### LISTE DES TÂCHES
A. D'après le texte sur l'accès aux écoles d'avocats, quelle moyenne faut-il obtenir à l'examen d'entrée pour pouvoir s'inscrire dans une EDA ?
B. Recopiez le passage du texte sur l'accès aux écoles d'avocats, en commençant à « Cet examen (à » et en terminant à « entre les candidats. ».

### TEXTE AFFICHÉ
Plus d'égalité entre les étudiants : Graal ou chimère ?
A compter de la rentrée 2017, les conditions d'accès aux écoles d'avocats seront modifiées, en application du Décret n°2016-1389 du 17 octobre 2016. Moteur de cette réforme, l'égalité entre les étudiants est-elle possible ?
Les quelques 14.000 étudiants préparant actuellement l'examen d'entrée à une école d'avocat (EDA) au sein d'un Institut d’Études Judiciaires (IEJ, centre de préparation rattaché à une Faculté de Droit) vont plancher pour la dernière fois selon les modalités récemment remises en cause par les pouvoirs publics.
Cet examen (à l'issue duquel, contrairement à un concours, il faut obtenir un moyenne arithmétique de 10 / 20 pour se voir délivrer le précieux sésame permettant de s'inscrire dans une EDA), est jusqu'alors organisé au sein de chaque IEJ.
Sur la base d'études statistiques qui ont mis en lumières d'importantes différences (dans une mesure pouvant aller de 1 à 5) dans les taux de réussite des étudiants, le gouvernement a souhaité modifier les modalités d'organisation des épreuves afin de garantir l'égalité entre les candidats.

### INFORMATIONS ENREGISTRÉES
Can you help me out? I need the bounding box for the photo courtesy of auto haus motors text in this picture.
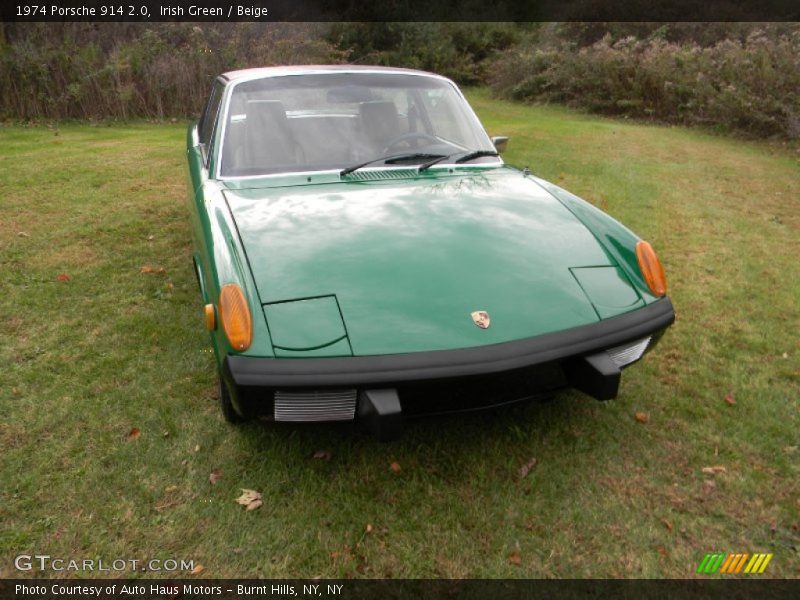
[14,582,344,598]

### RÉPONSES AUX TÂCHES
A. Une moyenne arithmétique de 10 / 20.

B.
Cet examen (à l'issue duquel, contrairement à un concours, il faut obtenir un moyenne arithmétique de 10 / 20 pour se voir délivrer le précieux sésame permettant de s'inscrire dans une EDA), est jusqu'alors organisé au sein de chaque IEJ.
Sur la base d'études statistiques qui ont mis en lumières d'importantes différences (dans une mesure pouvant aller de 1 à 5) dans les taux de réussite des étudiants, le gouvernement a souhaité modifier les modalités d'organisation des épreuves afin de garantir l'égalité entre les candidats.